Extracted information:
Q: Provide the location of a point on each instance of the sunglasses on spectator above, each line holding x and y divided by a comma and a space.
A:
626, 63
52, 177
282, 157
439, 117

What this task involves:
Retyping the whole listing exactly is the task here.

Exercise solution:
Q: Provide the location of a point on each instance of the sunglasses on spectator above, each line holding x and y divided by a comma and a space.
A:
626, 63
52, 177
282, 157
439, 117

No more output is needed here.